Exercise goal:
Output only the lines of the entries that follow, starting at the one with "for the pale" and running down to the one with "for the gray", both included and unchanged.

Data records

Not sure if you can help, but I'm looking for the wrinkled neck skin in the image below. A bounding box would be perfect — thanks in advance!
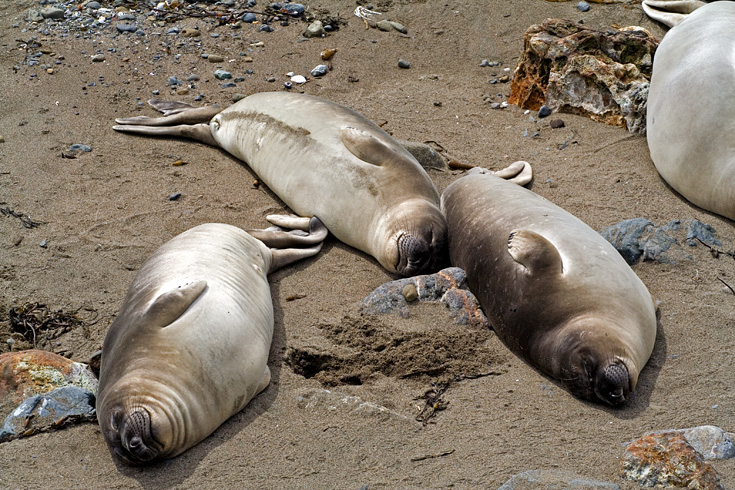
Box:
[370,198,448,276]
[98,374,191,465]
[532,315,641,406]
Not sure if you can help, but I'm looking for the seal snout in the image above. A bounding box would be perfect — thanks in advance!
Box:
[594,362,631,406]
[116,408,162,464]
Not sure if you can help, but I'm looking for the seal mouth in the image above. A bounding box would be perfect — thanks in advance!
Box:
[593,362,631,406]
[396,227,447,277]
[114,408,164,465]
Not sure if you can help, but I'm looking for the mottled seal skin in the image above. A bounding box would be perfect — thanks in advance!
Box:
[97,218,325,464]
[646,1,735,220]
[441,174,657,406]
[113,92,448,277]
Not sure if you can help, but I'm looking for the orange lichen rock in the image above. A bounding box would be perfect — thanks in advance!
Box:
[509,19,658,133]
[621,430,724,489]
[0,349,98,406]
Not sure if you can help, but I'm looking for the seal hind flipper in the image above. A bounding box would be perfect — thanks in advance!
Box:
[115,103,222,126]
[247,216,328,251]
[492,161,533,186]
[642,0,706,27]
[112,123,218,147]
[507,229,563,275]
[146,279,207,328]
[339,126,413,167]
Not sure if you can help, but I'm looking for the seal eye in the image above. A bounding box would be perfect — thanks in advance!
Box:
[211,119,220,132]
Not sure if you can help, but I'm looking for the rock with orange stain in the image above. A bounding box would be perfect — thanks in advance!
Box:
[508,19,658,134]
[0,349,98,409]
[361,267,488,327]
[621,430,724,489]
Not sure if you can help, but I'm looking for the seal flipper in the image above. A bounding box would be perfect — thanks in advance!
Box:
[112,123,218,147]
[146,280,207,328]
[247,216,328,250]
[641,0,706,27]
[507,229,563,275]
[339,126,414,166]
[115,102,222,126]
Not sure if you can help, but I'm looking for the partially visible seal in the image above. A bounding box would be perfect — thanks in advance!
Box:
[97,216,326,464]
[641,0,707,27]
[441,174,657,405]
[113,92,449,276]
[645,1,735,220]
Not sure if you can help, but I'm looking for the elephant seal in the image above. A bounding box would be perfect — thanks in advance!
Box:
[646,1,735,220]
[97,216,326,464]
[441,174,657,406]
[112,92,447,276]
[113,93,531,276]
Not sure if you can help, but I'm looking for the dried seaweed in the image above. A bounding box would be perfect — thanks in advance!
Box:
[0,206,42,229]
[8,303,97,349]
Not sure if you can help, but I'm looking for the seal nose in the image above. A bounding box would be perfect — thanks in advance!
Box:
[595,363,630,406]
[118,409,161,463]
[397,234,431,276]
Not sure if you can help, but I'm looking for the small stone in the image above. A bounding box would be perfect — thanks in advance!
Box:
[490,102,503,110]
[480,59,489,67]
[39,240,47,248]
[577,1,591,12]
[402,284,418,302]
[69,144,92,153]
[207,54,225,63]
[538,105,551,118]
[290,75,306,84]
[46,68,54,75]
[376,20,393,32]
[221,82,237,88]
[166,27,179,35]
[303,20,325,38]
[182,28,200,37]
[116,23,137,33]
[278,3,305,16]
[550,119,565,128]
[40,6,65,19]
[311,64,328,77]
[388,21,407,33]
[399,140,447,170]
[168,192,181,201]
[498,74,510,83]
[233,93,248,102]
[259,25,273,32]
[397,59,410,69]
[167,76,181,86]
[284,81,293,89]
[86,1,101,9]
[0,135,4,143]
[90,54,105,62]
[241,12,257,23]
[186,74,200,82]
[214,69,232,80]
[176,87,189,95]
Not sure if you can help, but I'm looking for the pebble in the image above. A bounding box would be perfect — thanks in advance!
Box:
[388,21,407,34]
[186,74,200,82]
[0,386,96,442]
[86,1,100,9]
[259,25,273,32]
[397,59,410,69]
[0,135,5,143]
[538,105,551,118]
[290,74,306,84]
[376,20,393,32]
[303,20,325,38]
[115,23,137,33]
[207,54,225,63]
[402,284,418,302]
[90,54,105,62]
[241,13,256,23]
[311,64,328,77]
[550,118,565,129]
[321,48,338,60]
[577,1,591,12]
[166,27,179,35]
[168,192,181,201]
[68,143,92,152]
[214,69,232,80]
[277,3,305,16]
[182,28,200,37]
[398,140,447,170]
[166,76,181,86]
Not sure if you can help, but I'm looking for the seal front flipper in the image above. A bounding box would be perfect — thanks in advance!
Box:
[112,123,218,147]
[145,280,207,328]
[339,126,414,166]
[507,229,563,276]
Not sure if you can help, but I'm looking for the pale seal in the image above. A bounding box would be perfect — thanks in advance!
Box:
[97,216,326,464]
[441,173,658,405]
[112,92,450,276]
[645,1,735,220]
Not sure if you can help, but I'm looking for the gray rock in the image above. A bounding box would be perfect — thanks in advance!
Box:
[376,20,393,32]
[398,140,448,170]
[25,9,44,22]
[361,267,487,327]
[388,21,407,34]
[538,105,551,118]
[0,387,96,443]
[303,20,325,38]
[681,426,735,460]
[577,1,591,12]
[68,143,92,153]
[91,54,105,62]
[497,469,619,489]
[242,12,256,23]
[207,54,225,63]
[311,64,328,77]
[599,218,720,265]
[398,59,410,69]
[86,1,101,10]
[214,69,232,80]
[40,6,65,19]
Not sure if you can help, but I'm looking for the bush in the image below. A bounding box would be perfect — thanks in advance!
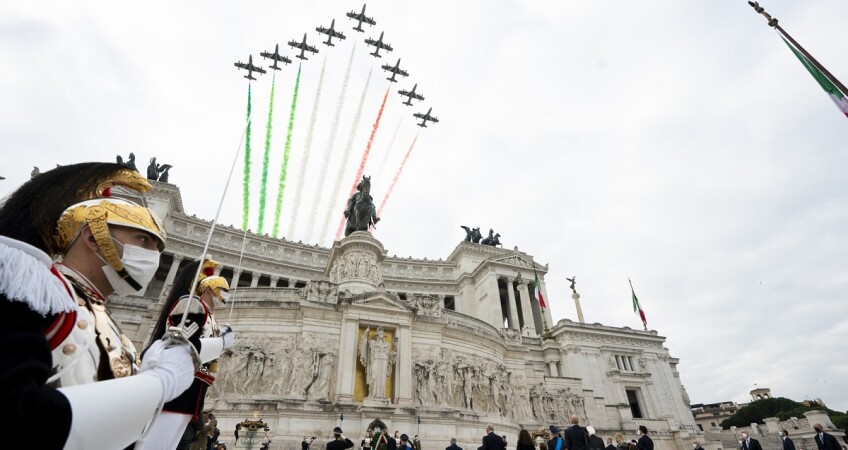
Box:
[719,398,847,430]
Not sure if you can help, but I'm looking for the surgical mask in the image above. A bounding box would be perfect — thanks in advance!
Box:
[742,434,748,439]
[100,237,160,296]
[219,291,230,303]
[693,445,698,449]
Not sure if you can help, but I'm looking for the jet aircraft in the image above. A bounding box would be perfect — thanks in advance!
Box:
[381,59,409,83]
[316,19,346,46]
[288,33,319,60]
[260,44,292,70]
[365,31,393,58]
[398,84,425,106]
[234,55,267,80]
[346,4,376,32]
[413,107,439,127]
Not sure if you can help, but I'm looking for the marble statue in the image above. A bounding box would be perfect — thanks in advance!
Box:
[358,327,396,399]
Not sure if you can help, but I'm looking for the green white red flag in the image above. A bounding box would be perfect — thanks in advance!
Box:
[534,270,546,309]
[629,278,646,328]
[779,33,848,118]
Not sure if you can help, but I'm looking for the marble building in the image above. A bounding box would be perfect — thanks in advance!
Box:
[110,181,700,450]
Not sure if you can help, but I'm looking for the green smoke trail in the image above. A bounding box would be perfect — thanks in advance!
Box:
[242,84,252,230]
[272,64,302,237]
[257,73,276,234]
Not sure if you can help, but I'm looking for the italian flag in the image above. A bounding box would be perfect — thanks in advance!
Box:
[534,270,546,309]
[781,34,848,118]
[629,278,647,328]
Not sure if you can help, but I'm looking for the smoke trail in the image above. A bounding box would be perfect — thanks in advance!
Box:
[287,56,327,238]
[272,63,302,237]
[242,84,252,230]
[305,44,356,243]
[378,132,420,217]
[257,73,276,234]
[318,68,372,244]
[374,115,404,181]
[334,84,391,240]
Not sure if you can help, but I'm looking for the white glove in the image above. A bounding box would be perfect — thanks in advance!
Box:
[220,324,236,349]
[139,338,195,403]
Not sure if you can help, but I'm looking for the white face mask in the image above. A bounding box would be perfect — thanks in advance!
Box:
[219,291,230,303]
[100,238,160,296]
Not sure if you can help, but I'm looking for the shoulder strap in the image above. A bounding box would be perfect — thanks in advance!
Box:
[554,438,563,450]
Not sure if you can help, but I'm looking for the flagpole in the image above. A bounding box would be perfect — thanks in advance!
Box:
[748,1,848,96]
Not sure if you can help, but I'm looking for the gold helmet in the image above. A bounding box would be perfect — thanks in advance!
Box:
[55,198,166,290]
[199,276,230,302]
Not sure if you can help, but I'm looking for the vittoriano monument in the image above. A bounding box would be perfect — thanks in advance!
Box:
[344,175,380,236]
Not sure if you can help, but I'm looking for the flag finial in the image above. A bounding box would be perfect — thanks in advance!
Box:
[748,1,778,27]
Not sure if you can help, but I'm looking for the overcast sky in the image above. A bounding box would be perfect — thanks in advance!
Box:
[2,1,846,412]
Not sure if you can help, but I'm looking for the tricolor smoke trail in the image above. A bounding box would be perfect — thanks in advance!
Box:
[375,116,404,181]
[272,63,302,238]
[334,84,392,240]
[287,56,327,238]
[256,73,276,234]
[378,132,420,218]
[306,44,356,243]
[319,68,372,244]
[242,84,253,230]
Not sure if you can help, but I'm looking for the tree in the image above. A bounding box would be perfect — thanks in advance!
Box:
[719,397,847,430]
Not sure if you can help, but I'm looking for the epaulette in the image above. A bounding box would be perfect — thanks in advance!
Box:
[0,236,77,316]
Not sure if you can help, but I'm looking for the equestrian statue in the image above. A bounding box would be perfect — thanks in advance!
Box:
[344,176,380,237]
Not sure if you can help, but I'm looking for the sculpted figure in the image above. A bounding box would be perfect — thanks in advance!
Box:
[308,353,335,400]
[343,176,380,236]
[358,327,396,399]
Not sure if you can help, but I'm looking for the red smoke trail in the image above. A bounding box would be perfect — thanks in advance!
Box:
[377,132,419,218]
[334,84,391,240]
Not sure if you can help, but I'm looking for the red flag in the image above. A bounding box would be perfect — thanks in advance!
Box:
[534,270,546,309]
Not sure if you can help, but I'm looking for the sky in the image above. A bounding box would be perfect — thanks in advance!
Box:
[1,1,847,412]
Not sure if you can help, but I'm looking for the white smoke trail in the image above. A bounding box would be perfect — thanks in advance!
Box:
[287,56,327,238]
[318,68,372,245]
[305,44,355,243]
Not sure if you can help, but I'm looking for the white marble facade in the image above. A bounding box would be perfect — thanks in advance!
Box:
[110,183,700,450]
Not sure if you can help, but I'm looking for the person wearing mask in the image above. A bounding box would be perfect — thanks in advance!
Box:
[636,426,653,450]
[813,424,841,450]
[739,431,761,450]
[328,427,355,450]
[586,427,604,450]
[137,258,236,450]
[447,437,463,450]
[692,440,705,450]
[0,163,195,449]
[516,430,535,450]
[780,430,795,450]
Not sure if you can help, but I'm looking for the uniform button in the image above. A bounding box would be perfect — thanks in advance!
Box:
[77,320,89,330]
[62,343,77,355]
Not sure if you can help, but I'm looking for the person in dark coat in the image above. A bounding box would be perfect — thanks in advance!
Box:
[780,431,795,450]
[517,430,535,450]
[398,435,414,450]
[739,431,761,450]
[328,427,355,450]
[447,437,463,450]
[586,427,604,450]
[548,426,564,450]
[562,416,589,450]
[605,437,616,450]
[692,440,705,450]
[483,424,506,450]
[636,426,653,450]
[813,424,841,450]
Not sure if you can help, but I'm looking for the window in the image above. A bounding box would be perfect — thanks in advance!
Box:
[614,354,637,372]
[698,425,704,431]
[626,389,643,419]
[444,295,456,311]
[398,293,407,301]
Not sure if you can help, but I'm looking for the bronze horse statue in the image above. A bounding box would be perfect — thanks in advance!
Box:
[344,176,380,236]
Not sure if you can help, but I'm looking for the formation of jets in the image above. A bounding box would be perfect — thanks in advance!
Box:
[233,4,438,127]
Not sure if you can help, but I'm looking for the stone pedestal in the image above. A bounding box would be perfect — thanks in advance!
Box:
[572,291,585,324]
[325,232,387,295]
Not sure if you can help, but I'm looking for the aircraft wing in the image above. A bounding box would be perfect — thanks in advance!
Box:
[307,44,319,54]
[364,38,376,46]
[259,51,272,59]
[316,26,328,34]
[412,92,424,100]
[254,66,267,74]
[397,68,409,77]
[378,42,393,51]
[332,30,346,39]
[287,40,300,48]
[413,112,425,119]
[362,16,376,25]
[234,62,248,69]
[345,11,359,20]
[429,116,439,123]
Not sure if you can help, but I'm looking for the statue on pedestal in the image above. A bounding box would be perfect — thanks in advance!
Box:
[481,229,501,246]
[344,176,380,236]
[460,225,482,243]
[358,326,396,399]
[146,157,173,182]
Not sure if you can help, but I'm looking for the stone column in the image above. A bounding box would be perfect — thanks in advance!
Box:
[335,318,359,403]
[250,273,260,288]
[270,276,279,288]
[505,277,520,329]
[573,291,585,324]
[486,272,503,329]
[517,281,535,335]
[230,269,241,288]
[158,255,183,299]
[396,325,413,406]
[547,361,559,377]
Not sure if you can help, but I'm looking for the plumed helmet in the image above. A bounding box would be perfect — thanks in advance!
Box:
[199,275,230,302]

Solution:
Not sure if you can help, but I'm looking for the pale seal in the image above. A bounding box would be perfect — thanks in advance!
Box:
[97,216,326,464]
[441,173,658,405]
[112,92,450,276]
[645,1,735,220]
Not sure if you can help, but I'm looking for the gray rock in the image above. A bounding box would be perfect — thanks in advance!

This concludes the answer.